**Given problem**. Set down the line that contains "Indicate the white" and every line after it to the end of the entries, exactly as they stand and nothing more.
***** Stored data *****
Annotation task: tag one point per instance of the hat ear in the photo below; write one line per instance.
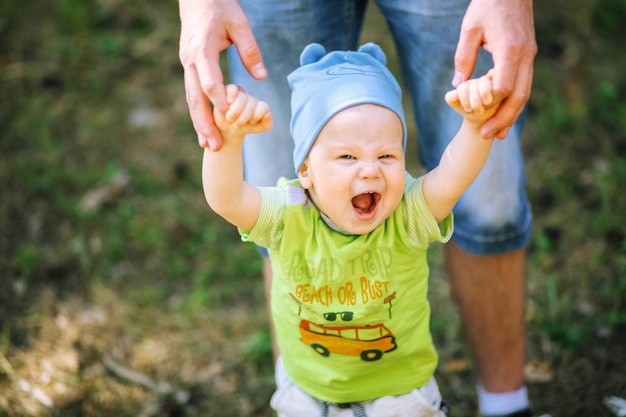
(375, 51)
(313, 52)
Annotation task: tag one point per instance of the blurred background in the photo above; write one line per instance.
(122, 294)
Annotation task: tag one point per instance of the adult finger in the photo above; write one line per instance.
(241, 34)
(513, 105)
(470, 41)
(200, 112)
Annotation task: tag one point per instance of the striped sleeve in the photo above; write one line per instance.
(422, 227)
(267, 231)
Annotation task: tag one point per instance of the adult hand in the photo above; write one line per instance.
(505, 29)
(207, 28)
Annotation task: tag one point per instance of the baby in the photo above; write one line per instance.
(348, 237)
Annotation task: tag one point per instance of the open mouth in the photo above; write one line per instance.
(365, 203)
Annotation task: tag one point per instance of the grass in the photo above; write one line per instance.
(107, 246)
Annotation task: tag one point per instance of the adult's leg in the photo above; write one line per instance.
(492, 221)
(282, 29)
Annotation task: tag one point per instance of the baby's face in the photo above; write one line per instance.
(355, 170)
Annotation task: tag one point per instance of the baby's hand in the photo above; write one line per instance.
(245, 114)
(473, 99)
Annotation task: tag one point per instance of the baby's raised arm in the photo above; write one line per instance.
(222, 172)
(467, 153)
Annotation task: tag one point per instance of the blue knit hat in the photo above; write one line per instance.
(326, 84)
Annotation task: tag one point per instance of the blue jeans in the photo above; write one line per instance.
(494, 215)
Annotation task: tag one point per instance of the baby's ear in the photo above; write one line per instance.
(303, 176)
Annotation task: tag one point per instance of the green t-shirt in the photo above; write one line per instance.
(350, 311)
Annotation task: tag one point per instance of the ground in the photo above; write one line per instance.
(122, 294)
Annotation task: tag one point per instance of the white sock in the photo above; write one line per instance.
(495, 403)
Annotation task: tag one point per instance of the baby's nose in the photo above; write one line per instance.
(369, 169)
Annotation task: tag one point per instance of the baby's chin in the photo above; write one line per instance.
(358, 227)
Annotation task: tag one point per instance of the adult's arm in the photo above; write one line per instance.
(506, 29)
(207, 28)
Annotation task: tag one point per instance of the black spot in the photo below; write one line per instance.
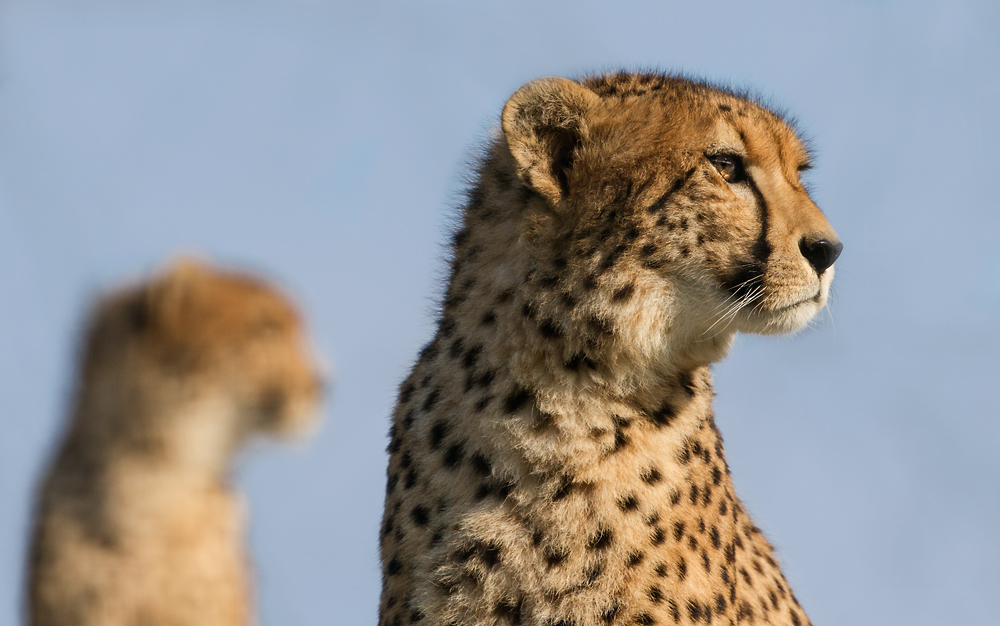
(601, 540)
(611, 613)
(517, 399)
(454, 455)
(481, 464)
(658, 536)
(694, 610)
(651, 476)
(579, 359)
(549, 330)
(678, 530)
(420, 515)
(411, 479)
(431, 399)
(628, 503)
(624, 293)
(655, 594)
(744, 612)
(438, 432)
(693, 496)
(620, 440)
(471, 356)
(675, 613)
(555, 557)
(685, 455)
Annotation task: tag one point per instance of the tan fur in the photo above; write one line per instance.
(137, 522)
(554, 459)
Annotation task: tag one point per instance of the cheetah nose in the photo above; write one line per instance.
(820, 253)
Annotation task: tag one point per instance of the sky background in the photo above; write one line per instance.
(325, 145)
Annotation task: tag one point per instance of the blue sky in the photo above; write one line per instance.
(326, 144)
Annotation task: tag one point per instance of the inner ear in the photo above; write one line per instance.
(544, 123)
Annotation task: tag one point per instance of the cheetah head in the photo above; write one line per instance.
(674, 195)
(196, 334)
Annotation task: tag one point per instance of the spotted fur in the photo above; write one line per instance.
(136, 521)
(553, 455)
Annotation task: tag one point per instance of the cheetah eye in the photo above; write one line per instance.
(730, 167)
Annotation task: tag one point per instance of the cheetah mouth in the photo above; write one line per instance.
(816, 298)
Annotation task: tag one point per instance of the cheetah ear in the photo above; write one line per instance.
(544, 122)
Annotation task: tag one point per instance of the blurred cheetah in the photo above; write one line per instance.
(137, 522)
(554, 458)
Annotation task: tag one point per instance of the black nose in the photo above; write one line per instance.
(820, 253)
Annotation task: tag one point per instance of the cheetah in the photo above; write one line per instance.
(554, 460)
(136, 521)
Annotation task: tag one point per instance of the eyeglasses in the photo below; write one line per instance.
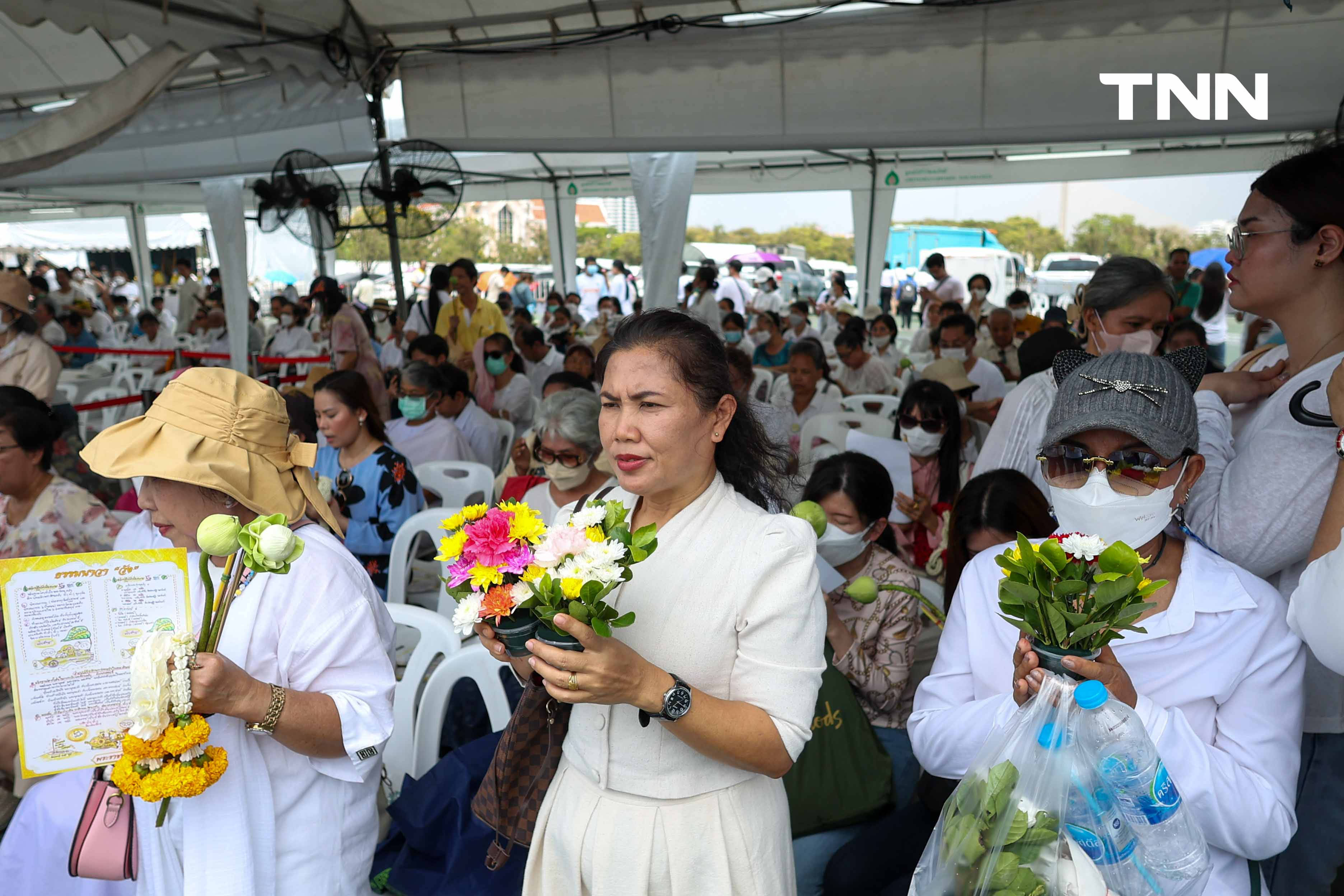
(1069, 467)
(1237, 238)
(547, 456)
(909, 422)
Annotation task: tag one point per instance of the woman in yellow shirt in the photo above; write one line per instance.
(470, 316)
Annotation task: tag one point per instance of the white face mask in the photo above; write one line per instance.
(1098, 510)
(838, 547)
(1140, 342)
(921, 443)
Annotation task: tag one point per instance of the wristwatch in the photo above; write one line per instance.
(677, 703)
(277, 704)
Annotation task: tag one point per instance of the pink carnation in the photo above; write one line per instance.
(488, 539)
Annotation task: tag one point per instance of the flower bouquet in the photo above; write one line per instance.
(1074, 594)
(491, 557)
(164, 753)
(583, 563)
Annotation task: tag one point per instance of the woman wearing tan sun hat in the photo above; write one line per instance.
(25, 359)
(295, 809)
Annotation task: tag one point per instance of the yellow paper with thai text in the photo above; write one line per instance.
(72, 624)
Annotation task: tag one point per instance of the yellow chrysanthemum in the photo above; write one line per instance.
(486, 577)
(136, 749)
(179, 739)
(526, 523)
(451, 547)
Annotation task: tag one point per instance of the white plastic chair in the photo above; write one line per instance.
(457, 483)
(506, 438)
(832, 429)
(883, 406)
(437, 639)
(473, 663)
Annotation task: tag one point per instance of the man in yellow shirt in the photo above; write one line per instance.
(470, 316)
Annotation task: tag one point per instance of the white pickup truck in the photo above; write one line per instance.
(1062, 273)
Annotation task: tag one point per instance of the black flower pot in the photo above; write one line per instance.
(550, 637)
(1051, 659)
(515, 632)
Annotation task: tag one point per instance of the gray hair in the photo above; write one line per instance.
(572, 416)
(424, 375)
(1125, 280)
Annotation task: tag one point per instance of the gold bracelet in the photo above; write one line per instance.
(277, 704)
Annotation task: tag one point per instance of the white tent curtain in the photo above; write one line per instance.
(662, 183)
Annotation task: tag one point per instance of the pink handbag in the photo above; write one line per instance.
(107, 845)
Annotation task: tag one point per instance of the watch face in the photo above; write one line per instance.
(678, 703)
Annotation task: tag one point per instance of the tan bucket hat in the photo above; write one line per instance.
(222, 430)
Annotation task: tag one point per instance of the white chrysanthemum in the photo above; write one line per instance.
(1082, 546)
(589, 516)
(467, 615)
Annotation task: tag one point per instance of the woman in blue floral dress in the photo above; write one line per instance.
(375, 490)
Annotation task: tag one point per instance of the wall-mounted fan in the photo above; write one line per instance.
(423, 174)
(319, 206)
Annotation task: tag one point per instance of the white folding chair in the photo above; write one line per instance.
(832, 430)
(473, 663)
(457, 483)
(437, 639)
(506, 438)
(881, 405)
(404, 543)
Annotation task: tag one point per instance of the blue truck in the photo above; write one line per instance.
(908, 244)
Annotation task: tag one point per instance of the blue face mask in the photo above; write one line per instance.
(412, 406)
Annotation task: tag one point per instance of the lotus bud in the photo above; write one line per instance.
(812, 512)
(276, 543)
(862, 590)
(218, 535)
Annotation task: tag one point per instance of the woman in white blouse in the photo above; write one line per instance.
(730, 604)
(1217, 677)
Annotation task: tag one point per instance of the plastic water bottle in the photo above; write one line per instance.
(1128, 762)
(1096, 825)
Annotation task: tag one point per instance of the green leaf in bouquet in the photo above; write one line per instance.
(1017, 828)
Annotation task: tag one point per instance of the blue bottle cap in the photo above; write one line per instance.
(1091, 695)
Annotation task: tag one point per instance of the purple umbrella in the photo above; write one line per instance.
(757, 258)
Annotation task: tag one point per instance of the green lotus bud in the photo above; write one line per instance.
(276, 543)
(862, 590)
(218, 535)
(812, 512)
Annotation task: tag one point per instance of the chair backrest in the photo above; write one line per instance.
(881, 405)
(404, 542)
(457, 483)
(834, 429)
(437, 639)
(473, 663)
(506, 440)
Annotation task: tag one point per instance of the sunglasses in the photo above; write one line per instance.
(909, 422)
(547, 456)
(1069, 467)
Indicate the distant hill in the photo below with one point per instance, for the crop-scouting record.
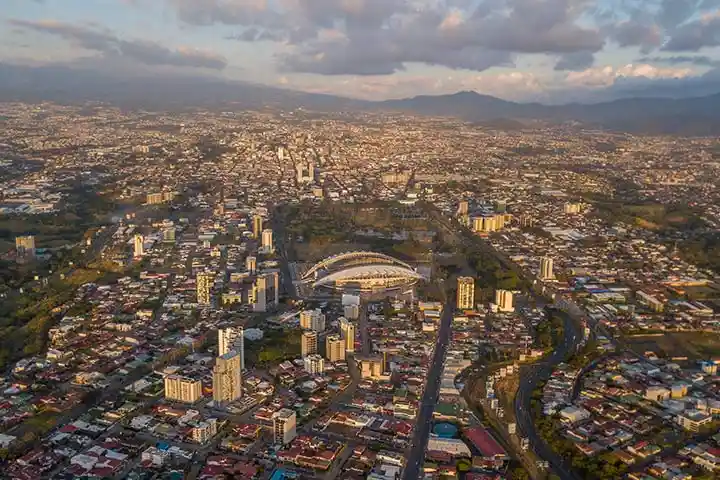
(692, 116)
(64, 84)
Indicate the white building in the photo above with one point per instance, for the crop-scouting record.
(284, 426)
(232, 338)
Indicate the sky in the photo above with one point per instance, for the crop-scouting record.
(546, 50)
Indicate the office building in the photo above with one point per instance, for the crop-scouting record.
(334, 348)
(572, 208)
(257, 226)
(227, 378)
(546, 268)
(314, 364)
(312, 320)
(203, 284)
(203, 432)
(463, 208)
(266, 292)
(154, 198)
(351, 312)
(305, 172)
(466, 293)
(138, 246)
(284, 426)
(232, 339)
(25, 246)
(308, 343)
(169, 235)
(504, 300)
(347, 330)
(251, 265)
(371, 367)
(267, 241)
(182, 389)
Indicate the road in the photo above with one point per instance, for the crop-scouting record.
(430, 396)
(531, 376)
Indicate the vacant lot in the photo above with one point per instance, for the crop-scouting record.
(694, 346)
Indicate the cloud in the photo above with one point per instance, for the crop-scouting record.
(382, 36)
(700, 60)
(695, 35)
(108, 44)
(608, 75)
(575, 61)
*****
**Solution to this exercise**.
Indicate the white building in the photo above with one point per instance, for the crop-scouting record.
(284, 426)
(232, 338)
Indicate the sky in the photo above with one point per instance, for the crop-scouting record.
(546, 50)
Indicate the office building in the photo above with one point per instance, for the crop-scouting record.
(334, 348)
(572, 208)
(257, 226)
(227, 378)
(546, 268)
(314, 364)
(312, 320)
(203, 284)
(203, 432)
(463, 208)
(266, 292)
(154, 198)
(351, 312)
(305, 172)
(466, 293)
(138, 246)
(284, 426)
(232, 339)
(25, 246)
(308, 343)
(169, 235)
(504, 300)
(347, 330)
(251, 265)
(371, 367)
(267, 241)
(182, 389)
Indicate the road in the photo above with one point per instance, for the crop-scouting record.
(430, 396)
(531, 376)
Indicate the vacant lot in the photo above with one point per instance, for the crop-scouting record.
(694, 346)
Indicate the cloud in the photo above with one point per instance, for the crop-scouting record.
(382, 36)
(700, 60)
(695, 35)
(108, 44)
(608, 75)
(575, 61)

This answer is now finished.